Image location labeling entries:
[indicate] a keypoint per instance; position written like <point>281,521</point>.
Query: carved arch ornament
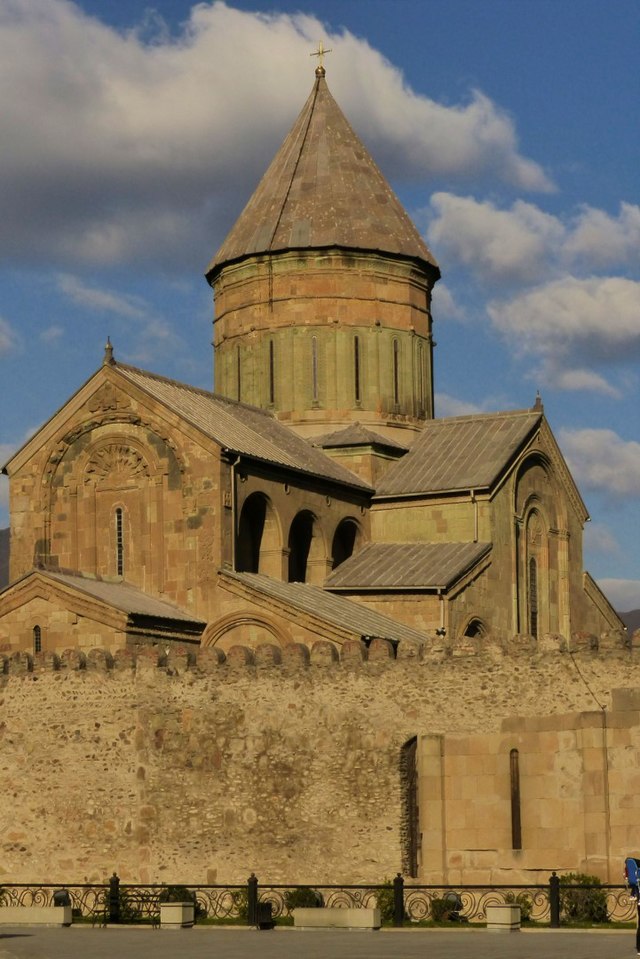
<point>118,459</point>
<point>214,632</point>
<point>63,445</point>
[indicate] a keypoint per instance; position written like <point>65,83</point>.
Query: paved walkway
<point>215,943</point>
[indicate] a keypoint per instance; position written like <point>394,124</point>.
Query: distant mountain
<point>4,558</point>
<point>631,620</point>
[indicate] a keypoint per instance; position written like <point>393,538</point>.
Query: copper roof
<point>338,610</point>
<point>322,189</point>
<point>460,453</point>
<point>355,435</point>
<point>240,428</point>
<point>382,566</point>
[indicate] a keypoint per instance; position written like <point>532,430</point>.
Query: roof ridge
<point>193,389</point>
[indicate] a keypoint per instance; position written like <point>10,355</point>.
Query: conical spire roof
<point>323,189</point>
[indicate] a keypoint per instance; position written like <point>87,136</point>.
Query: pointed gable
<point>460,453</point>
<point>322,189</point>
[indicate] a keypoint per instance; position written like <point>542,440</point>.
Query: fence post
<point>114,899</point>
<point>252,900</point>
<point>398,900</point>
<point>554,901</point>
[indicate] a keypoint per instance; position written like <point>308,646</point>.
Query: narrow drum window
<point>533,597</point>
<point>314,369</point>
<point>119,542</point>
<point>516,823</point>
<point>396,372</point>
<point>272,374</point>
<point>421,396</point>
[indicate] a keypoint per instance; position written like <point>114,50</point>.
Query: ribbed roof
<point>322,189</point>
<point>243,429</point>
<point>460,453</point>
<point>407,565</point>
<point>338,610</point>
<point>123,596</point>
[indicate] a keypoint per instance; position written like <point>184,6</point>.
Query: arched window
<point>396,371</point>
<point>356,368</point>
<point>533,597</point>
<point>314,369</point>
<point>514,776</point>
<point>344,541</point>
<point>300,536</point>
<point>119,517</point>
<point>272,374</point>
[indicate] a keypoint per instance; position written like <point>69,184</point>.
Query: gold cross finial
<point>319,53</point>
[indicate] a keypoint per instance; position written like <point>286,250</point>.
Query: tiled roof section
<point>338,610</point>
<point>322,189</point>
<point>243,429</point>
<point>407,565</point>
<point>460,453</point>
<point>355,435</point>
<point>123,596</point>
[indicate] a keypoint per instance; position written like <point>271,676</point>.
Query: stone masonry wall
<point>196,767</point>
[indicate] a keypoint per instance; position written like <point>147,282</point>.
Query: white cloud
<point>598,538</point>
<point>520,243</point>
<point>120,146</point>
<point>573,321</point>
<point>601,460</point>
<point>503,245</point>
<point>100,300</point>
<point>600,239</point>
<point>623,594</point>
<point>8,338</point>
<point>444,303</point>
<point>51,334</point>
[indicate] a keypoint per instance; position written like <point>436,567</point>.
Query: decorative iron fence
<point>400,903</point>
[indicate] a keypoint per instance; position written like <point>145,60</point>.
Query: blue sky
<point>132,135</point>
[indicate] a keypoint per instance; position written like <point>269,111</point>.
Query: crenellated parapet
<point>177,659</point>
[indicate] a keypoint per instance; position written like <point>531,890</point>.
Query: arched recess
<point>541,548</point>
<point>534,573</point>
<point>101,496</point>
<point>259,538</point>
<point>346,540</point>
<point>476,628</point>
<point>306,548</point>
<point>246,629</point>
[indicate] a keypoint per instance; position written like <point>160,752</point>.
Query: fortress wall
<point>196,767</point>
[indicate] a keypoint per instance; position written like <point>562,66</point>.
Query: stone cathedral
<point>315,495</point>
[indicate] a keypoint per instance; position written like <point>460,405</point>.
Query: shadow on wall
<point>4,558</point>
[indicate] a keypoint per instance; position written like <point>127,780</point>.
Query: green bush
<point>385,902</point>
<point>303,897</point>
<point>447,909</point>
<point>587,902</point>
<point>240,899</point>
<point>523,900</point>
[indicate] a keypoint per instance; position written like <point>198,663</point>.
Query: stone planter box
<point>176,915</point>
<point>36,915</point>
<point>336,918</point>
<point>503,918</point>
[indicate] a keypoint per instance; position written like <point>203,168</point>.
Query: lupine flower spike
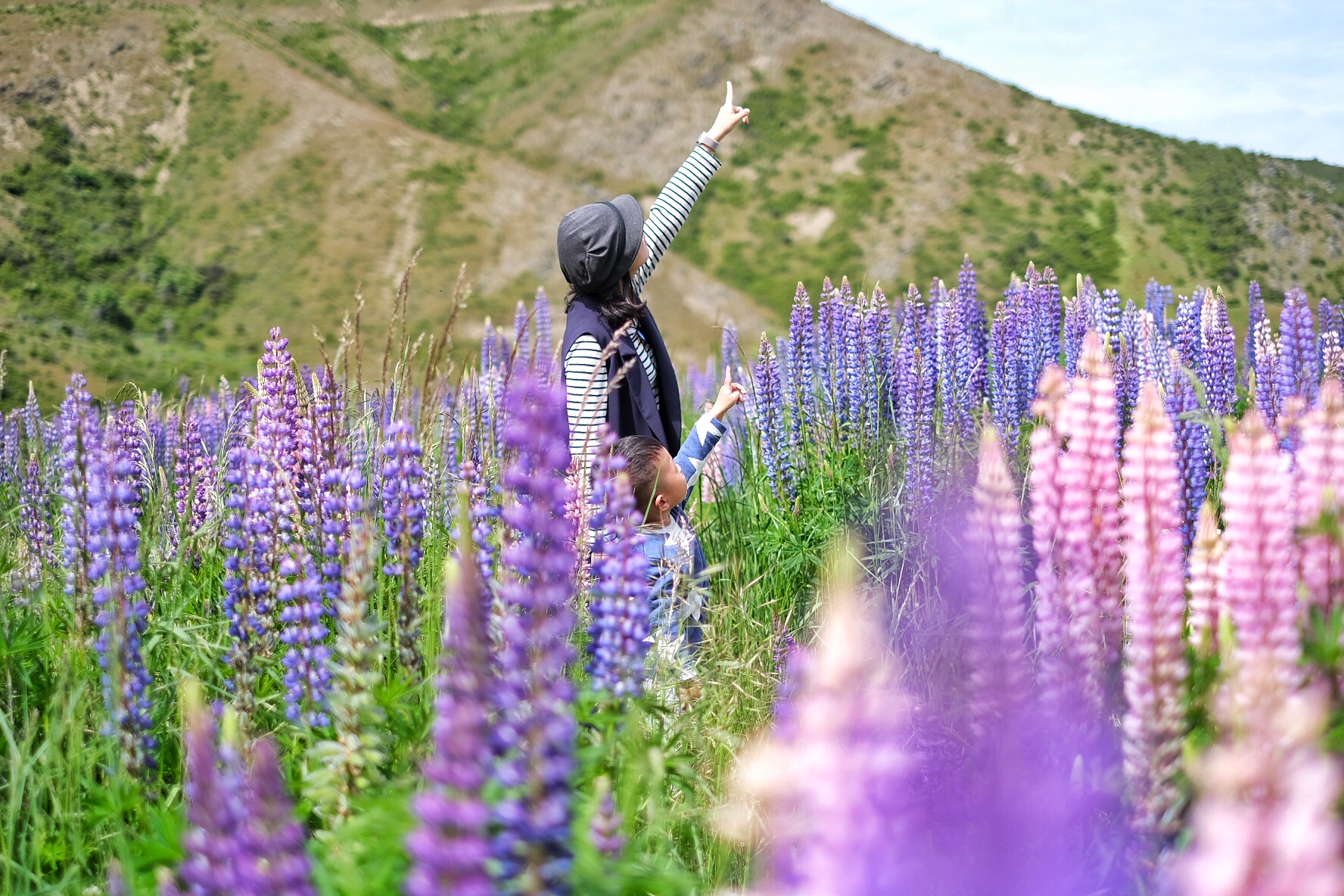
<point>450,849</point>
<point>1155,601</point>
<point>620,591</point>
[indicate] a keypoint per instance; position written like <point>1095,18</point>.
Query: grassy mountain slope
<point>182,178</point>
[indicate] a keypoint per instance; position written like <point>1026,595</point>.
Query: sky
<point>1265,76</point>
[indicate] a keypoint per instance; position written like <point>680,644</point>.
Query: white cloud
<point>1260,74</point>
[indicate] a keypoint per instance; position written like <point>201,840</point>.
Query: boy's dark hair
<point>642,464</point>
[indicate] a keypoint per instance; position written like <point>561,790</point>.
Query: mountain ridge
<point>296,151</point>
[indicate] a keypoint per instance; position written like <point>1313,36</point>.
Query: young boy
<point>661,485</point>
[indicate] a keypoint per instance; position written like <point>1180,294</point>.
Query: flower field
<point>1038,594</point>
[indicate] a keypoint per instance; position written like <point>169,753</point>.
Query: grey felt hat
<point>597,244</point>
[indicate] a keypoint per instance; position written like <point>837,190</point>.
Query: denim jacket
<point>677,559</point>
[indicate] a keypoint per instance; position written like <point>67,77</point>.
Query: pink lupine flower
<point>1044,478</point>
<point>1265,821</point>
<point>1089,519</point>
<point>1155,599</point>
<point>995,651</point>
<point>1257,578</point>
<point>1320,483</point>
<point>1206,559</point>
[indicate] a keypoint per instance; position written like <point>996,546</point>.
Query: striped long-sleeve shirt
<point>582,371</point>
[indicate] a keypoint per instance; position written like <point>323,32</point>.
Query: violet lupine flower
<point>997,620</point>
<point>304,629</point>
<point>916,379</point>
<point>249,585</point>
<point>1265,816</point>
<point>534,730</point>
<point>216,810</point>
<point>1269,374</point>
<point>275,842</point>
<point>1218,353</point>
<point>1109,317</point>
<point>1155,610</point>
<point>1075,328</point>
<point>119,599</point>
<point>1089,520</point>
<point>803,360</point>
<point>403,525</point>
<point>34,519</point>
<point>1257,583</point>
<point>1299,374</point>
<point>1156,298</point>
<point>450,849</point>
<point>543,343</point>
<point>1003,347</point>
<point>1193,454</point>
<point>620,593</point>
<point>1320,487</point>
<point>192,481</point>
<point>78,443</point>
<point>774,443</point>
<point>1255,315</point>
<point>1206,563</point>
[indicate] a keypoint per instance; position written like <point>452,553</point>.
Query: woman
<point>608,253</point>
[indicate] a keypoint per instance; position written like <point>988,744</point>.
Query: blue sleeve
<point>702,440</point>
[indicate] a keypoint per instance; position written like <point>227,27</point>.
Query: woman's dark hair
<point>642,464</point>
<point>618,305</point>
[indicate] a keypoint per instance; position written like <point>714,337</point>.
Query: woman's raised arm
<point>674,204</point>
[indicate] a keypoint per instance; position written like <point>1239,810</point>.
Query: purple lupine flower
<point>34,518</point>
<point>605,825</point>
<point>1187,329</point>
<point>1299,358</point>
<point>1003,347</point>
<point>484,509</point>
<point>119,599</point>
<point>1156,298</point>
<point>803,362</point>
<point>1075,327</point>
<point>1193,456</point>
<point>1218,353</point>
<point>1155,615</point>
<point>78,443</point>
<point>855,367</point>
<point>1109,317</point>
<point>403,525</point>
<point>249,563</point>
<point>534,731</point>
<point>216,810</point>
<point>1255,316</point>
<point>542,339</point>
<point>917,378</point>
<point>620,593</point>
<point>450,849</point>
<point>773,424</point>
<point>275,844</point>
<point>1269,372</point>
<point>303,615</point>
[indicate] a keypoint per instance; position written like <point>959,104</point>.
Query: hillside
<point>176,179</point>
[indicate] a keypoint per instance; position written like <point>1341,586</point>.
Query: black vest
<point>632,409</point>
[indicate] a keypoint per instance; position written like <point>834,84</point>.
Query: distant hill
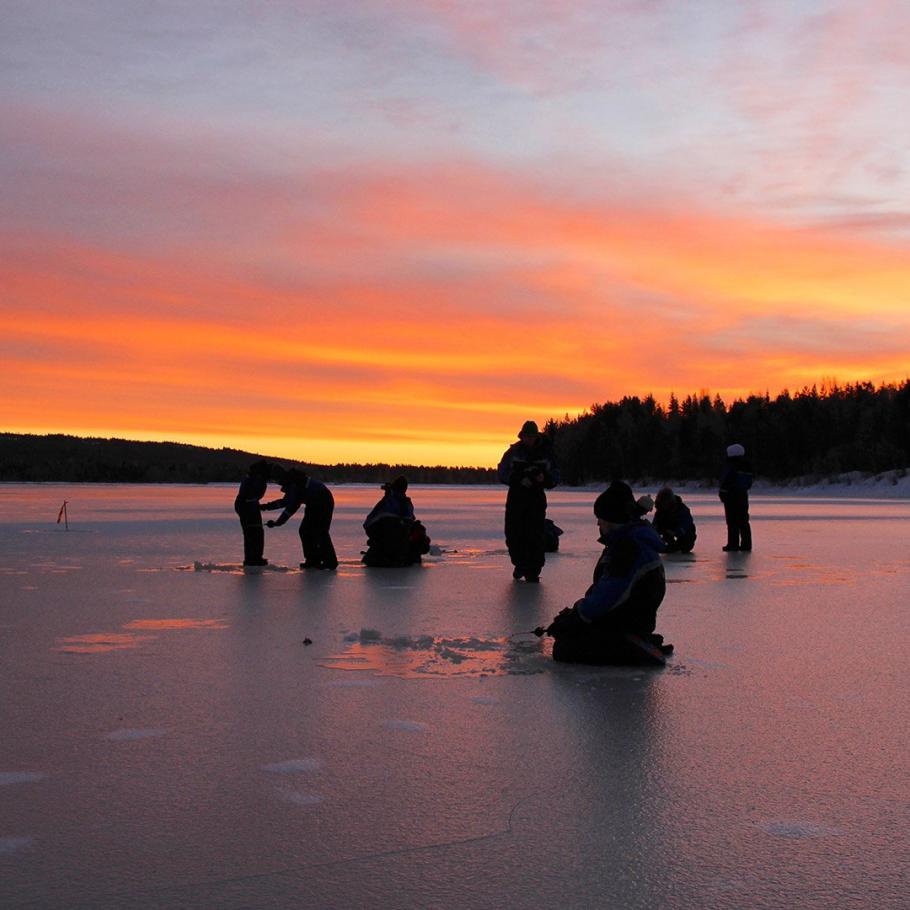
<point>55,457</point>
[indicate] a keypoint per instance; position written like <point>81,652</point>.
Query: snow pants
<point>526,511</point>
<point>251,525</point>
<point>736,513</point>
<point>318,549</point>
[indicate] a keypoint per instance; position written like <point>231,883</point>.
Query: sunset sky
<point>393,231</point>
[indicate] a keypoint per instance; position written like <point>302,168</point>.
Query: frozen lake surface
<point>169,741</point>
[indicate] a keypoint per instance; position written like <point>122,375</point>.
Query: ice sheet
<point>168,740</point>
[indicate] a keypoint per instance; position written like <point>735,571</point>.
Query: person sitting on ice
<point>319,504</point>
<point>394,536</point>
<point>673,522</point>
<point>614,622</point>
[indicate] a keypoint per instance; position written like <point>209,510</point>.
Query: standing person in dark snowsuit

§ **WRITTEN EXERCISE**
Express the material from the line with "written like <point>203,168</point>." to the line with "<point>582,371</point>", both ends included, as a JSON list of strings with one string per line and blank lines omitted. Leave the pictures out of the list.

§ **OUTPUT OF THE EXERCISE**
[
  "[indicate] a keypoint per instance; position written like <point>203,168</point>.",
  "Query: lupine flower spike",
  "<point>450,849</point>",
  "<point>1155,601</point>",
  "<point>620,591</point>",
  "[indicate] a keypoint per instance; position written like <point>1095,18</point>.",
  "Query: grassy mountain slope",
  "<point>182,178</point>",
  "[indicate] a keypoint per instance; position written like <point>1026,595</point>.",
  "Query: sky",
  "<point>1265,76</point>",
  "[indicate] a keypoint per instance; position written like <point>680,644</point>.",
  "Query: white cloud",
  "<point>1260,74</point>",
  "[indicate] a keypoint per instance; position written like <point>201,840</point>.",
  "Query: boy's dark hair",
  "<point>642,464</point>",
  "[indicate] a keypoint per instance; position written like <point>561,790</point>.",
  "Query: mountain ridge",
  "<point>296,151</point>",
  "[indicate] a keypoint per instance; position written like <point>1313,36</point>.",
  "Query: young boy",
  "<point>661,485</point>",
  "[indicate] a keypoint per instance; position written like <point>1180,294</point>.",
  "Query: flower field",
  "<point>1038,594</point>",
  "[indicate] a keypoint per instance; position written like <point>169,753</point>.",
  "Query: grey felt hat",
  "<point>597,244</point>",
  "[indicate] a keypoint per instance; position written like <point>837,190</point>.",
  "Query: denim jacket",
  "<point>677,559</point>",
  "[indicate] a keypoint per instance; position written like <point>67,77</point>.",
  "Query: pink lupine flower",
  "<point>1044,478</point>",
  "<point>1265,821</point>",
  "<point>1089,519</point>",
  "<point>1155,599</point>",
  "<point>995,651</point>",
  "<point>1257,578</point>",
  "<point>1320,483</point>",
  "<point>1206,559</point>",
  "[indicate] a keypoint per instance; position written like <point>996,546</point>.",
  "Query: striped long-sleeve shirt",
  "<point>582,371</point>"
]